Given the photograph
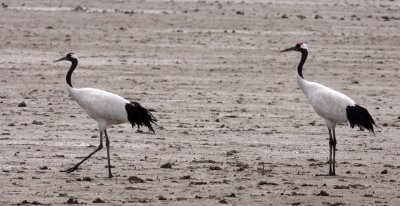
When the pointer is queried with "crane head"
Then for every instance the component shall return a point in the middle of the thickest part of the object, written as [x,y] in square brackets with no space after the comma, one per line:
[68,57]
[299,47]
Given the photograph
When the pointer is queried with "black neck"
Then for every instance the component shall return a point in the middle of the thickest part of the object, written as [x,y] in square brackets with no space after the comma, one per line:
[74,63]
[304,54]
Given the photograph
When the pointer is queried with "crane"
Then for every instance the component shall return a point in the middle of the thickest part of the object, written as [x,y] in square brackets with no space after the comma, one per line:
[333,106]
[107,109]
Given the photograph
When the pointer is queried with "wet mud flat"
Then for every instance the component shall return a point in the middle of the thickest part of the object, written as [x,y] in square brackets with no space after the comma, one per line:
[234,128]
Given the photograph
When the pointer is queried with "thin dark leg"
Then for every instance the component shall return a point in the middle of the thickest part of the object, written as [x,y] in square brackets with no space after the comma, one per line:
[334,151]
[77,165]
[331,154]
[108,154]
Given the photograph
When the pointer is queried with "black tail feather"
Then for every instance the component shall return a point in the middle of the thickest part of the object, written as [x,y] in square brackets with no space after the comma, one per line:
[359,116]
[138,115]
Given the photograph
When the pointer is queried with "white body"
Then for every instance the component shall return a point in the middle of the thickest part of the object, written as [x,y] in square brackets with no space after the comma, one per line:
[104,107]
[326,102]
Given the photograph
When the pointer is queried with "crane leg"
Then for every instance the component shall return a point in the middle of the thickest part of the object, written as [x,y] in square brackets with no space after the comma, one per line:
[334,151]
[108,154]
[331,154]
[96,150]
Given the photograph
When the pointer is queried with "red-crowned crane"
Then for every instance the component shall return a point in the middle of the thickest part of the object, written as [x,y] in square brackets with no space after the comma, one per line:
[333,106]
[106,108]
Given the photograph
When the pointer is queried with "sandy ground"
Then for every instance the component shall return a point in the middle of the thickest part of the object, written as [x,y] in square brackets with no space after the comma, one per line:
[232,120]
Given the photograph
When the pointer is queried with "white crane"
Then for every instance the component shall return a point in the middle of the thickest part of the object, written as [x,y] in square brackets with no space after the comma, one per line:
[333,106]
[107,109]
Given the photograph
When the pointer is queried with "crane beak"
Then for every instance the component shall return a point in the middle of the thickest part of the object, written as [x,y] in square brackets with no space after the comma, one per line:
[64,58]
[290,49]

------------------------------------------------------------------------

(The problem): Print out the whole of the material word for word, without pictures.

(Written answer):
Given the photograph
When the pointer is queried with "crane head"
Then for every instance the component shall return a point in the middle of the thickest part of the object, written as [x,y] in square brackets with no space after the comma, one per line:
[68,57]
[299,47]
Given the photograph
When the pointer is queried with "black neck"
Then for every instance the component shall return a point in the middle of the thickest part of the object, written as [x,y] in square brackets with no space after the comma, one per line:
[74,63]
[304,54]
Given the photograph
When the pointer is queried with "crane"
Then for every instance the component shall return a point in the middle of the thickest part of the object, written as [x,y] in square brackets with no space after the comma, one per line:
[333,106]
[107,109]
Given the photograph
When the pointer is queried with "wet mud flat"
Then for every instance the component shall return a point in the middle of the thickest part of the object, written as [x,y] in square brackets with no space after the comma, one per line:
[234,128]
Given the photograph
When the pointer is queried with "thin dark leg"
Then for every instance the component shall return a point in the middle of the thickest part of the object, written as [x,y] in square brackets with no space after the comma, one per line:
[334,151]
[77,165]
[331,154]
[108,154]
Given the photograph
When the pointer is queried with "black tail feather"
Then for every instance the component shall return a point in the middle of the thickest part of the object, written as [x,y] in square brackets with no space after the comma, one per line:
[359,116]
[138,115]
Given the photograph
When the pointer is queried with "white body"
Then for every instance the component shall return a point in the middle of the thickest part of the object, written as [x,y] in square brackets with no space after the comma, one per line:
[104,107]
[326,102]
Given the photograph
When the pointer is queried with "crane leg"
Then for every instance the component shall return a point in the middle of the thickest part of the object, written as [x,y] in square brackets with no space after the comma, one per line:
[334,151]
[108,154]
[331,154]
[96,150]
Given the photograph
When the pointer is queried with "red-crowned crane"
Then for every instance the component shall return a point in the middle of the thickest part of the object, written as [x,y] in square brackets with no space after the comma, one per line:
[333,106]
[106,108]
Given the photograph
When the pointer is queried with "sandy ground"
Then for every instance the component shall return a point in the middle of the thickest part of the object, written as [x,y] in square brackets with no space after the comma, one per line:
[232,120]
Given the photograph
When the pointer is queried with "white crane"
Then for every instance the component shall return a point in the middle of the thickest part of the object, written as [x,y] in square brackets with no space after the comma, one per line:
[333,106]
[107,109]
Given the photograph
When the pointer is queried with "crane beak"
Then for every instance the component shall return a point in the middle of the thickest part of the object, written as [x,y] in square brackets with no space after the comma, one per line:
[64,58]
[290,49]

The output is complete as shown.